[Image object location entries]

= = = =

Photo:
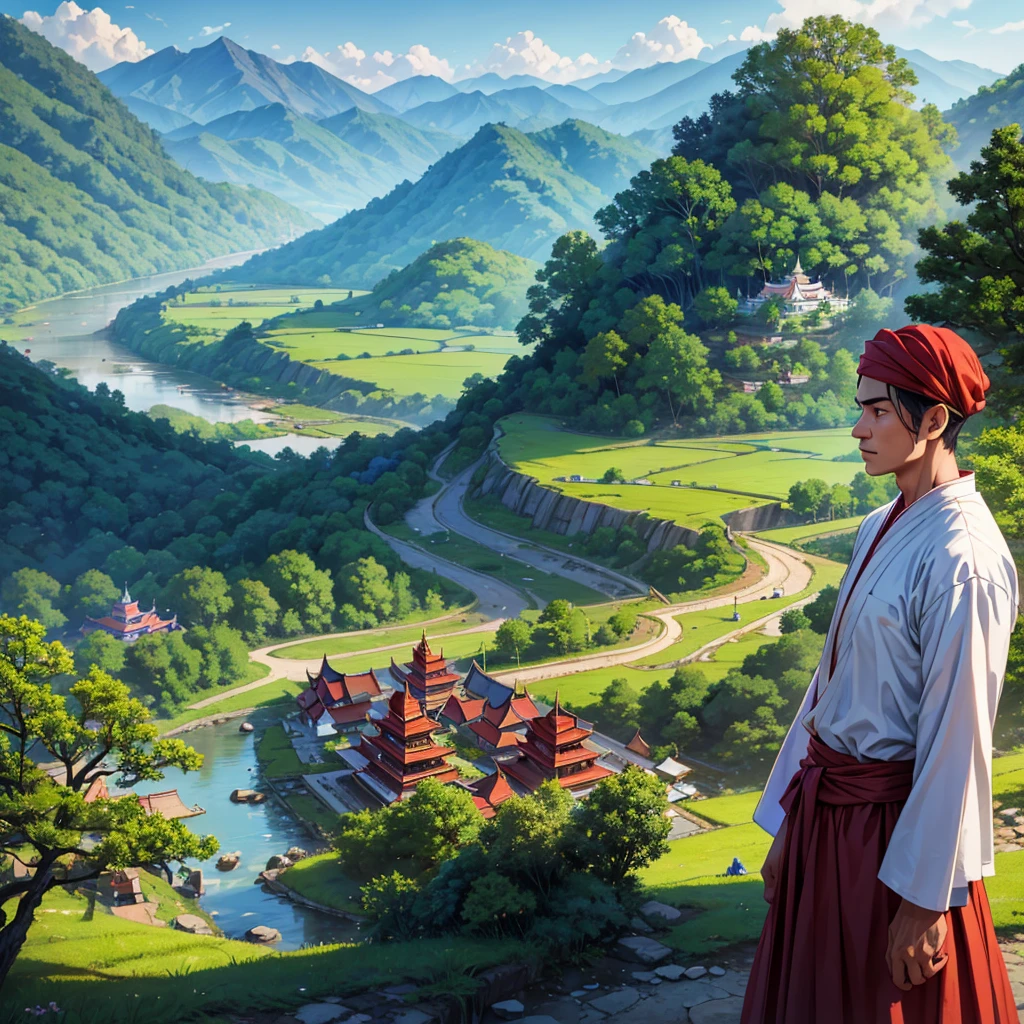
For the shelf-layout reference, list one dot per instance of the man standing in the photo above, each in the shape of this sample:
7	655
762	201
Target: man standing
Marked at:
880	800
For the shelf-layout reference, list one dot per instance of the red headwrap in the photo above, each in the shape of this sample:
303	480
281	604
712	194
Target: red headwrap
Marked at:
930	360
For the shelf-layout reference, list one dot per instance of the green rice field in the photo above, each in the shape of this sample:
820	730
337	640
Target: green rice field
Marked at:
749	465
431	374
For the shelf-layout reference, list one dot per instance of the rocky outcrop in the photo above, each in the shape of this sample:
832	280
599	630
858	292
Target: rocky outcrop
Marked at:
261	933
563	514
770	516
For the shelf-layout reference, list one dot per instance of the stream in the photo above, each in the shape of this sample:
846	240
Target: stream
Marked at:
71	332
257	830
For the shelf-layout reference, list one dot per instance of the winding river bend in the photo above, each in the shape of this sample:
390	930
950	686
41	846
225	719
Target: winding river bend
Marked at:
71	331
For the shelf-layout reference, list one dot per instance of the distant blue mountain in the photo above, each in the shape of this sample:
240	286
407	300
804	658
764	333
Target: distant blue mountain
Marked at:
210	81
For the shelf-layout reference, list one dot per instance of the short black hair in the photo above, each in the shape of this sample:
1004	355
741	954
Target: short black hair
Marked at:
915	406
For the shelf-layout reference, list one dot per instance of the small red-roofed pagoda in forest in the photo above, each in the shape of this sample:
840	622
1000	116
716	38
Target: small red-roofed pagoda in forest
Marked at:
491	792
639	745
556	747
402	753
126	623
427	676
337	701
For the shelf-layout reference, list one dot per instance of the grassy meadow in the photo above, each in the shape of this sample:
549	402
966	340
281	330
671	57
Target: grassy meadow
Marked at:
757	468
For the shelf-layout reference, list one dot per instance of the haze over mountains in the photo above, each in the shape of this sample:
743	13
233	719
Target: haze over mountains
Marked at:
329	147
514	190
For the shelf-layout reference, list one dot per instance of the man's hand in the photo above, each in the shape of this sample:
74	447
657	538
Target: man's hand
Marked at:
772	866
915	936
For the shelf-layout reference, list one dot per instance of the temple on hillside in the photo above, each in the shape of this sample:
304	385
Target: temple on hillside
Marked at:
402	752
557	747
491	792
799	294
427	676
335	701
497	721
639	745
126	623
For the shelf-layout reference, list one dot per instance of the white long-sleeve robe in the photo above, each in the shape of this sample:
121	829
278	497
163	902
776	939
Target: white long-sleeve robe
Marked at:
919	671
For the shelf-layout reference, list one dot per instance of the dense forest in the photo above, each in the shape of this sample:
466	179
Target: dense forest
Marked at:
513	189
242	547
454	284
87	192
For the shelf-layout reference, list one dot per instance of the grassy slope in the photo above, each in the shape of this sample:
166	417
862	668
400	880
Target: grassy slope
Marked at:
535	445
99	969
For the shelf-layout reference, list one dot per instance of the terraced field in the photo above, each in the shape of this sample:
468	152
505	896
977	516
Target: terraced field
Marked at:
686	480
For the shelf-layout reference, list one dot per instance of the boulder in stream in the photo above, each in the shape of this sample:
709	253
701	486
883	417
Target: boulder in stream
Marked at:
261	933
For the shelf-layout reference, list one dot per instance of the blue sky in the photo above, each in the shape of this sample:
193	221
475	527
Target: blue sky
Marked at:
372	44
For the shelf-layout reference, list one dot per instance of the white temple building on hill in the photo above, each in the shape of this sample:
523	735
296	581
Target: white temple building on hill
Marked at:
800	295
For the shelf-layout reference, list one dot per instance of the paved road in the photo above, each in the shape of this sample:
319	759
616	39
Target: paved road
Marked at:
785	569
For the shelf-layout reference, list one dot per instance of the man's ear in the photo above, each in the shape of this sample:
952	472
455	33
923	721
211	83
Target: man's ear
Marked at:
935	421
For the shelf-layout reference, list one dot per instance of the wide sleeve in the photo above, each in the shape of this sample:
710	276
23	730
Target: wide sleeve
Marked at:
943	837
768	813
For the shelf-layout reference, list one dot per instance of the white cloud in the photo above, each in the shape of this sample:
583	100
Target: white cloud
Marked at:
671	39
879	13
526	53
351	65
1008	27
89	36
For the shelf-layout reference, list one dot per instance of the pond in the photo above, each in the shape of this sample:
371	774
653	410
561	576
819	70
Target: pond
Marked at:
258	830
71	332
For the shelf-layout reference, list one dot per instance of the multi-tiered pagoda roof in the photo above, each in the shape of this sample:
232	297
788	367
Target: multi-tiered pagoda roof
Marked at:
557	745
126	622
402	752
336	701
427	676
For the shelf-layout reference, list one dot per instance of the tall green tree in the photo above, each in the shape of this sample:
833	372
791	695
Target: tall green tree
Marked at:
978	262
32	593
199	595
605	355
100	731
622	826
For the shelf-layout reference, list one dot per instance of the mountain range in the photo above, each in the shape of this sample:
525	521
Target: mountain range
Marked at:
514	190
326	168
89	196
210	81
208	103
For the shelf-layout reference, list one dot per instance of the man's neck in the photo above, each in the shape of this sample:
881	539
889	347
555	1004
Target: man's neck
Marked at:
918	477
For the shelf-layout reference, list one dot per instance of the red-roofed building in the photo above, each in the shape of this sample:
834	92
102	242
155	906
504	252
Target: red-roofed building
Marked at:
126	623
798	294
491	792
557	747
639	745
495	726
427	676
402	752
335	701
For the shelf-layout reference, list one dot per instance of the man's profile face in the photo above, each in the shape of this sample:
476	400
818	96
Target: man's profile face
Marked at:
885	442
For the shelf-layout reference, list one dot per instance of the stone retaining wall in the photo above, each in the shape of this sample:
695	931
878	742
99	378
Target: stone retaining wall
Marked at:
563	514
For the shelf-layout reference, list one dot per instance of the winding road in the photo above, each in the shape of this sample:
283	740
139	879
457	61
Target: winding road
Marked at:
499	600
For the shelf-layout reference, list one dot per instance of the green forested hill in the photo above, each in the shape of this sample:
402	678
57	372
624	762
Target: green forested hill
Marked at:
453	284
508	188
87	195
991	107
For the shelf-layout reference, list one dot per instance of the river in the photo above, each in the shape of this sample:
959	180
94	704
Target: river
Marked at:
71	332
258	830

= = = =

Required work »
Each line of the material must be retyped exactly, except that images are omitted.

Exercise answer »
Photo:
For the shelf-layout reference, list one dot per instance of the man standing in the photo above, each in the shape of this sample:
7	655
762	201
Target: man standing
Marked at:
880	800
For the shelf-layout reference, list one dot per instance of the red headwrap in the photo above, each in the shape of this sample:
303	480
281	604
712	194
Target: red headwrap
Marked at:
930	360
For the shelf-layout reference, list one dot per instance of the green rice field in the photo above, each in the shape of this sample:
820	730
337	640
Target: green rice field
Marked at:
749	465
431	374
For the shelf-layout reference, list one dot per instance of the rocky outcrop in the photo above, each in the shape of this sample:
832	280
599	630
858	292
Target: rocky outcrop
Marked at:
261	933
563	514
770	516
For the shelf-layout reference, list one dot per instance of the stream in the photo above, each in the shape of this sample:
846	240
Target: stream
Marked at:
71	332
257	830
For the shelf-layout reference, list one dot per instance of the winding river bend in the photo above, each in the shape of this sample:
390	930
950	686
41	846
225	719
Target: winding river bend
Marked at:
71	331
For the shelf-layout reference, list one dot per instance of the distant blue mountain in the photo above, each in the shape of this sample:
240	286
407	300
804	658
764	333
Target: distant blue mountain
Marked at:
210	81
For the shelf-layout reference, list one dot per instance of the short black hair in the photo above, each in the shape of this sample:
1004	355
741	954
Target: short black hair
Marked at:
915	406
For the shelf-layout reference, list one dot per instance of the small red-roofed pagoda in forest in the photo above, each in the shape of this sample:
840	622
1000	116
716	38
Target: small red-roofed pagoda in forest
Marked at:
491	792
639	745
556	747
402	753
126	623
427	676
337	701
For the shelf-layout reference, list one dot per instance of the grassy meadow in the photo above, each in the shape of this sample:
549	402
966	340
281	330
671	57
Target: grassy meadow
Marked at:
757	468
For the shelf-layout reference, list one dot per instance of the haze over mountains in the photo above, each in the shape of this sample:
743	13
233	719
Target: haze over mountains
Marked at:
329	147
514	190
For the shelf-layout reference, list one dot per instance of the man's hand in the photo above, each in the shape of this sample:
74	447
657	538
Target: man's hand
Marked at:
772	866
915	936
For the shelf-layout reference, list one dot per instance of the temple on hillside in the photo above, each in the shape of this sample:
304	385
Target: temple on hillside
Marked at:
402	752
557	747
491	792
799	294
427	676
335	701
497	721
639	745
126	623
For the shelf-layout reference, list one dot per instance of the white long-sleeve robe in the photo above, each in the shape of this sample:
121	829
278	497
163	902
776	939
Target: white long-sleeve robe
Marked at:
919	671
For the shelf-layout reference, list one dot per instance of the dense forest in the photo above, each in the shape of this sample:
466	179
Target: dense forest
Marked at:
513	189
242	547
454	284
87	192
For the shelf-layout reference, list one dot per instance of the grassy slope in the photo above, each in the shape of this sample:
166	417
862	668
400	880
Target: grassy slope
Marked at:
535	445
99	969
For the shelf-layout reference, list one dot per instance of the terraced field in the photo above, each in the shape of this sample:
468	152
505	896
977	516
Target: terraced field
Marked at:
686	480
For the shelf-layout reference, list one dot per instance of the boulder in stream in the photo above, each in the shape of this sample:
709	253
701	486
883	417
Target: boulder in stream
Marked at:
261	933
For the shelf-layout reference, list one dot per instance of the blue sky in the photo above, each in the shape of this sample:
193	221
475	527
Target: blue sky
Marked at:
372	44
For the shelf-layout reference, list one dot per instance of the white temple building on hill in the photo above, each in the shape of this sample:
523	735
296	581
Target: white temple building on hill
Marked at:
800	295
For the shelf-layout reference, list one dot per instance of the paved road in the photo above, each in the shape of this sample:
319	759
616	39
Target: paved road
Marked at:
785	569
For the shelf-layout reference, list one dot per instance of the man's ear in the photo above, each in the shape of this sample:
952	472
455	33
923	721
211	83
Target: man's ear
Marked at:
935	421
For the shelf-layout reference, list one dot per instance of the wide sleeve in the photo above, each in the shape of this sample:
710	276
23	730
Target: wide sleeve
Marked at:
943	837
768	813
For the shelf-layout reference, list one dot per instance of the white cloud in the photo above, each in the shape of this sample:
583	100
Target: white cloud
Marked at:
671	39
879	13
526	53
351	65
1008	27
89	36
For the shelf-layout reference, list one dot per instance of the pond in the photo above, each in the shape of this sample:
371	774
653	410
561	576
819	70
Target: pond
Marked at:
258	830
71	332
For the shelf-layout reference, list one dot per instance of the multi-tiered pagoda roof in the photo above, each in the shape of this sample:
232	297
788	367
Target: multi-tiered pagoda roof
Marked at:
557	745
126	622
402	752
336	701
427	676
For the shelf-layout reference, list one dot per instance of the tall green tree in the photo above, each in the shape of this sample:
833	372
791	695
Target: tall green tree
Marked at:
978	262
32	593
199	595
605	355
100	731
622	826
For the shelf-layout reference, list one dot per instance of the mountain range in the photo above, each in the shape of this sample:
525	521
Target: mountain range
Marked at:
514	190
326	168
89	196
210	81
208	103
For the shelf-layout reference, list one dot per instance of the man's neck in the photo above, each in the shape of this sample:
881	539
889	347
555	1004
Target: man's neck
Marked at:
918	477
For the shelf-layout reference, list one dot per instance of the red-roofed building in the photo above, each in the shape of this sample:
834	92
102	242
155	906
504	252
Target: red-roofed building
Marked at:
126	623
798	294
491	792
557	747
639	745
495	726
427	676
402	752
335	701
For the shelf-layout reference, list one dot per instance of the man's profile face in the photo above, each in the shape of this sample:
476	400
818	96
Target: man's profile face
Marked at:
885	442
For the shelf-layout reference, list one dot per instance of the stone retaining wall in the photo above, each in the shape of this sample:
695	931
878	742
99	378
Target: stone retaining wall
Marked at:
563	514
For the shelf-layout reference, list one dot per instance of the winding road in the photo above, each in the shape of this sample:
283	740
139	879
457	61
Target: winding road
Marked at:
499	600
For the shelf-layout reference, list one dot per instance of the green forested hill in the photo above, each in the shape of this sample:
402	678
57	372
624	762
Target: green forested hill
Marked at:
453	284
508	188
87	195
991	107
For the shelf-layout reference, list one dot per instance of the river in the photo above, each in the shape of this sample:
959	180
94	704
Target: river
Marked at:
71	332
258	830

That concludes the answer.